## Énoncé rédigé 1
Pouvez-vous renommer « street light » en « lamp post » partout dans les lignes du jeu de données ci-dessous, en laissant tout le reste identique ?

## Texte fourni
Cette semaine, Dominique Tardif de ZSA s’entretient avec l’associée directrice du bureau montréalais de Gowlings, Me Joëlle Boisvert.
Pourquoi avez-vous, à l’origine, décidé d’être avocate plutôt que de choisir une autre profession? Fruit de longues réflexions, une histoire de famille ou un pur hasard?
J’aime dire que le droit a été pour moi un accident de parcours et l’une des meilleures « erreurs » de ma vie! Dans ma famille, je n’avais pas d’avocats en pratique privée dans un grand bureau. Mon père était homme d’affaires et je pensais suivre sa trace. J’avais donc fait ma demande en commerce. À l’époque, on ne pouvait pas faire deux demandes auprès de la même université.
Pour le plaisir d’essayer, j’ai aussi fait une demande en droit à l’Université de Sherbrooke, sachant cependant qu’à l’époque, il était très difficile d’y entrer. J’aimais le théâtre, les débats oratoires et m’exprimer. Dans mon for intérieur, je crois bien que je me demandais si j’étais capable de réussir une carrière en droit alors que personne ne faisait ça dans mon environnement.

## Éléments répertoriés dans un jeu de données
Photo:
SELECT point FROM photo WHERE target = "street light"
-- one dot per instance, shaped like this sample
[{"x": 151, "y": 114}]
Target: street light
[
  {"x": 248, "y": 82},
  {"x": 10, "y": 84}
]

## Énoncé rédigé 2
Pouvez-vous citer mot pour mot le passage de l'entretien qui va de « Pourquoi avez-vous, à » jusqu'à « un pur hasard? » ?

## Réponse complète 1
Photo:
SELECT point FROM photo WHERE target = "lamp post"
-- one dot per instance, shaped like this sample
[{"x": 151, "y": 114}]
Target: lamp post
[
  {"x": 248, "y": 82},
  {"x": 10, "y": 84}
]

## Réponse complète 2
Pourquoi avez-vous, à l’origine, décidé d’être avocate plutôt que de choisir une autre profession? Fruit de longues réflexions, une histoire de famille ou un pur hasard?